INSTRUCTIONS TO FOLLOW
Set down exactly, from the records below, the line with "Target: man's hiking shoe" through the line with "Expected: one point per instance of the woman's blonde", and nothing else.

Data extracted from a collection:
● ● ● ●

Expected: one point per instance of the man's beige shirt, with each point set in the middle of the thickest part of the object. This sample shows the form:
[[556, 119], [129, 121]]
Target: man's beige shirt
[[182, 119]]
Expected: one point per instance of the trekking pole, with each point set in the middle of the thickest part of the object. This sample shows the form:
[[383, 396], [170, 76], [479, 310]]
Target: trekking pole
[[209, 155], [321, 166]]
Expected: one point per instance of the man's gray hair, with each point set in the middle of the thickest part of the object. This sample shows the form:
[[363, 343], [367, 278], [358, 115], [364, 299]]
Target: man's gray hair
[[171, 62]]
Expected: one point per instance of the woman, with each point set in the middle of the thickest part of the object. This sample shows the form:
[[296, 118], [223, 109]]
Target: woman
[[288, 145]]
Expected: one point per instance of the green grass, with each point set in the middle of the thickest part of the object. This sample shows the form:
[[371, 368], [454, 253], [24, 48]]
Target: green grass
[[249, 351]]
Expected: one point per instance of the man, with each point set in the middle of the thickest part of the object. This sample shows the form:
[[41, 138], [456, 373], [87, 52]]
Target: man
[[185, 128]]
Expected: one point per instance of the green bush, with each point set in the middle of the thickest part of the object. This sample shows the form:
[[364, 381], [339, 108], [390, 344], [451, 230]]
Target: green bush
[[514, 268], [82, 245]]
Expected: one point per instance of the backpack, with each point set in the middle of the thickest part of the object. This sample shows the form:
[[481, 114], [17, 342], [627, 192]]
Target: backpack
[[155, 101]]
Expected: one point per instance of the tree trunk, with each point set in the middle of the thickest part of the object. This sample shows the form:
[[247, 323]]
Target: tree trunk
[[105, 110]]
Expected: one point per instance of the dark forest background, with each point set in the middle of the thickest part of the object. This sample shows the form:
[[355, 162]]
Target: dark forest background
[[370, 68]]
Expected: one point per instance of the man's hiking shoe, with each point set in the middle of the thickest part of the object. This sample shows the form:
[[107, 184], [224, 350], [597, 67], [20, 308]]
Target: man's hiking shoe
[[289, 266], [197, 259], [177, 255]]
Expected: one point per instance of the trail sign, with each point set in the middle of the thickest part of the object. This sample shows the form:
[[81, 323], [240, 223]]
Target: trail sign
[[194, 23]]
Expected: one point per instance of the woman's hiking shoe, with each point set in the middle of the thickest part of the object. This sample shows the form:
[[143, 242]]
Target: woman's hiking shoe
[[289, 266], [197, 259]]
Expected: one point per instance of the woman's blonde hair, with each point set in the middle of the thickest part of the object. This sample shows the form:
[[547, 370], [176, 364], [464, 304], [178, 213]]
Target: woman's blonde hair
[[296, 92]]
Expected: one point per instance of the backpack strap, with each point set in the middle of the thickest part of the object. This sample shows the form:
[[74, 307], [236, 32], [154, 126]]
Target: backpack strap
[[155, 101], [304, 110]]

● ● ● ●

WRITTEN REPLY
Target: man's hiking shoe
[[289, 266], [197, 259], [177, 255]]
Expected: one point per instance of the trail sign, with each point set in the middle of the thickest part of the object. This sample shows the form:
[[81, 323], [240, 223]]
Target: trail sign
[[194, 23]]
Expected: one point per instance of the woman's hiking shoe, with each point set in the middle of the thickest part of the object. This sample shows the form:
[[143, 242]]
Target: woman's hiking shoe
[[289, 266], [197, 259]]
Expected: one point per instance of the woman's blonde hair, with each point set in the middle of the thickest part of the object. This sample shows the form:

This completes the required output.